- WORK REQUIRED: Extract the lines of the material below, beginning with the first and ending with the line that holds "Pinpoint the goalie glove". Skip every picture.

- EXERCISE MATERIALS:
━━━━━━━━━━

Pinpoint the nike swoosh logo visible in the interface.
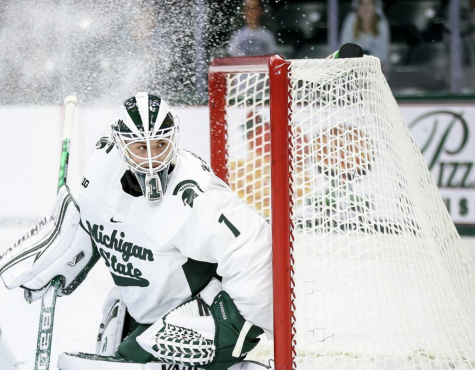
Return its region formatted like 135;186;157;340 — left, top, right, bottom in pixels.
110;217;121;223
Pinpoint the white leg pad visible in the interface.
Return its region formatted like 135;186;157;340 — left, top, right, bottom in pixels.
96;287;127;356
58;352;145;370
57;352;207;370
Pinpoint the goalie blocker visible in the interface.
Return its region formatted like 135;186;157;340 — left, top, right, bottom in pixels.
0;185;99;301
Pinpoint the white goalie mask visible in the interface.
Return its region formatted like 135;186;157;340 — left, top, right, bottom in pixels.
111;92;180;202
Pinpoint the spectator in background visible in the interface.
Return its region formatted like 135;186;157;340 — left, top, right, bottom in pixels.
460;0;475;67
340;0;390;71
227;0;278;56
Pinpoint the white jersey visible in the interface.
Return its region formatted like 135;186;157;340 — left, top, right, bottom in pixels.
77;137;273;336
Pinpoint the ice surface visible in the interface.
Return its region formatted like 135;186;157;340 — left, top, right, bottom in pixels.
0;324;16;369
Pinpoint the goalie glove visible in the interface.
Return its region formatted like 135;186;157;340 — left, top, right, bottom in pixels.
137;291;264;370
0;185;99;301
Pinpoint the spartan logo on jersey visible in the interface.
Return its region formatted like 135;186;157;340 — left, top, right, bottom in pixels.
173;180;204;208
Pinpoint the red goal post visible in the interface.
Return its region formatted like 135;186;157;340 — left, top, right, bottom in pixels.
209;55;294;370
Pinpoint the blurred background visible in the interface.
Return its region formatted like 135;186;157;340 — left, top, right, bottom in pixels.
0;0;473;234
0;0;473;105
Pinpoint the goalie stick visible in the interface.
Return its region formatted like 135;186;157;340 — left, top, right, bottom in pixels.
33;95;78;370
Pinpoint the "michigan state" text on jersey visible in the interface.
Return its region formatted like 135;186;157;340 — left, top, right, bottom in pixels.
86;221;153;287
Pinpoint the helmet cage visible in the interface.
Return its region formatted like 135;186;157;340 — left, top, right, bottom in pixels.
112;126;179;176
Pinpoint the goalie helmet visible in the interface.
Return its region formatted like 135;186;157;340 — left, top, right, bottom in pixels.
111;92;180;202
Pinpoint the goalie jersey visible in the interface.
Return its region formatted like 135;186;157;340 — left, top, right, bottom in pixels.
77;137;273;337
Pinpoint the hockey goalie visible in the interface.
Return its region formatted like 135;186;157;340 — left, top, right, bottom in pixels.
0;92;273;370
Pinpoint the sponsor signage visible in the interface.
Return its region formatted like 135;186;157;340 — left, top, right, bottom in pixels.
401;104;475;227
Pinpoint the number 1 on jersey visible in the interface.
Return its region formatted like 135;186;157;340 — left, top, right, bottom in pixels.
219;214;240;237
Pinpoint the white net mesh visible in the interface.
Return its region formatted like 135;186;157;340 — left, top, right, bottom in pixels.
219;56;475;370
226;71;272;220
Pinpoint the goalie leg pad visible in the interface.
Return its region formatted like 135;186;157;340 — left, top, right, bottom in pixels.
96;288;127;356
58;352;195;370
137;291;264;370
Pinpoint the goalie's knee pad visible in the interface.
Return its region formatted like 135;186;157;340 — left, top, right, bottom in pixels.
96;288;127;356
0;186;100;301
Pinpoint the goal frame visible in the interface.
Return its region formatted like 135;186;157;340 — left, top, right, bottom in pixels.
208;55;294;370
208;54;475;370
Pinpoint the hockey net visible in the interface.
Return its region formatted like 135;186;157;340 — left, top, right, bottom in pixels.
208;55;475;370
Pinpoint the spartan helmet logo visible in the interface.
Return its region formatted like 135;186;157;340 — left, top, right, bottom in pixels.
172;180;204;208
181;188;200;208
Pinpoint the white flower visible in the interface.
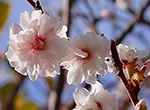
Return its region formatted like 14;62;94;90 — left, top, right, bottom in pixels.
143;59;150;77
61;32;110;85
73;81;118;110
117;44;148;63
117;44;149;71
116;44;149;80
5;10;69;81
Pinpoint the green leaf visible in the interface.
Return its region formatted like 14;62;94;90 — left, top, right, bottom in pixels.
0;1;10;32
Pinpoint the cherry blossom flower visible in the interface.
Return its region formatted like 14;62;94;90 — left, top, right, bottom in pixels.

━━━━━━━━━━

- YOUR RESPONSE:
Pinpoint the nike swoosh logo visible in the interface.
Return its region formatted like 135;186;157;340 — left, top, right, bottom in pixels.
110;217;121;223
Pinpoint the white leg pad visible in the interface.
Return its region formatted like 135;186;157;340 — left, top, right, bottom in pixels.
96;287;127;356
58;352;145;370
57;352;207;370
Pinpoint the goalie blocker visible in the interface.
Return its region formatted like 135;186;157;340 — left, top, right, bottom in pixels.
0;185;99;301
Pinpoint the white goalie mask visible in the interface.
Return its region formatted like 135;186;157;340 — left, top, right, bottom in pixels.
111;92;180;202
Pinpoint the spectator in background visible in the interface.
Return its region formatted like 135;186;157;340 — left, top, right, bottom in pixels.
460;0;475;67
340;0;390;71
227;0;278;56
Pinpoint the white jersey visible in the interface.
Return its region formatted like 135;186;157;340 — left, top, right, bottom in pixels.
77;137;273;336
Pinpoint the ice surface visible in the interface.
Return its region formatted like 135;186;157;340 — left, top, right, bottom in pixels.
0;324;16;369
Pinpoint the goalie glove visible in the interface.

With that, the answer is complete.